** begin **
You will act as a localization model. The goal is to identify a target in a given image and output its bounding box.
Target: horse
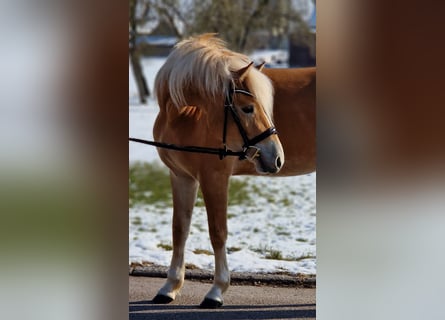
** end **
** begin **
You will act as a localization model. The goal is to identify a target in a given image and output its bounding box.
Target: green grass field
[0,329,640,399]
** end **
** begin **
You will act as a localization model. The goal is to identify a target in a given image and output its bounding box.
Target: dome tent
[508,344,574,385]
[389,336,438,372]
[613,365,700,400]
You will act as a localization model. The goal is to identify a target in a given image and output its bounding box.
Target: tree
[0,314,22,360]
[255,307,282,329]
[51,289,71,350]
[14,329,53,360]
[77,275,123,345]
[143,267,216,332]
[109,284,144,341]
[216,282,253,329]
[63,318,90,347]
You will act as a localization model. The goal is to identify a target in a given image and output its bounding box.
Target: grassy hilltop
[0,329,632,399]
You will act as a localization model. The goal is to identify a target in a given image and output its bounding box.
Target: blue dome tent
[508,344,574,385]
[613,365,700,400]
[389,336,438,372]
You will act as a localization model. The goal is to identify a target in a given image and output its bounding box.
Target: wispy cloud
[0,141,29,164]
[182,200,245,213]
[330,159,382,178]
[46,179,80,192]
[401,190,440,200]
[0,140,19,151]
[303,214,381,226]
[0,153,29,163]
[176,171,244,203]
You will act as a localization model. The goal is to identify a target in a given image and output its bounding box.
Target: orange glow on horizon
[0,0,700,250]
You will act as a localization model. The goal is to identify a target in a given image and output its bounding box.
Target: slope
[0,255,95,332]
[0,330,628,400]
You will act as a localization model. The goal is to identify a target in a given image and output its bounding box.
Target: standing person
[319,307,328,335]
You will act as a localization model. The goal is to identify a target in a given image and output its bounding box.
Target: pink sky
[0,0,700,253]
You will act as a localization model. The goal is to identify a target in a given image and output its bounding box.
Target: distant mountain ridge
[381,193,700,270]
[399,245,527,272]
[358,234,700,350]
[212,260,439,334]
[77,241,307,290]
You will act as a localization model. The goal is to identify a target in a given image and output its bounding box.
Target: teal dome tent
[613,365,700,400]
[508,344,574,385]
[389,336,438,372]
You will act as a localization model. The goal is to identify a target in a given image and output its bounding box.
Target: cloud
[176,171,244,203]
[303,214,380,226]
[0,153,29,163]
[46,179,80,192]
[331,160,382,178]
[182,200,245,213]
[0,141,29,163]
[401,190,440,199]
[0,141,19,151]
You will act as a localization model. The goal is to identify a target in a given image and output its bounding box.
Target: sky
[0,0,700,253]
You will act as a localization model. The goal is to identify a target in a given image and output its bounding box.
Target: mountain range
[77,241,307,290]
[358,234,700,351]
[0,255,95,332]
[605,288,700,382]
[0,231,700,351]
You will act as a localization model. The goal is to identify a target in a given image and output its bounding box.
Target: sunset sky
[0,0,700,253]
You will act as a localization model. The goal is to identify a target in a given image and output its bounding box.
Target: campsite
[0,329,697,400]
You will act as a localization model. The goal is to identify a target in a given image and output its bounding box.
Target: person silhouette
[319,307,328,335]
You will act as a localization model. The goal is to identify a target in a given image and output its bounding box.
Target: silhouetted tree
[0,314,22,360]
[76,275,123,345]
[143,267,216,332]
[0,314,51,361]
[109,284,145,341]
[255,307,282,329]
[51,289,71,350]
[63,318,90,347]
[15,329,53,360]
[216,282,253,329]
** end **
> Brief
Show every line of the data above that contains the word "tent".

> Solution to this exercise
Target: dome tent
Target: blue dome tent
Target: teal dome tent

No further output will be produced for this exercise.